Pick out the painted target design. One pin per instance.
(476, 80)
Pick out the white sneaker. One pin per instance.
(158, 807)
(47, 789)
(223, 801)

##########

Repeat the records above exactly as they appear.

Pick out the painted target design. One pin per instance.
(476, 80)
Pick out the white sneaker. One pin per instance.
(158, 807)
(47, 789)
(223, 801)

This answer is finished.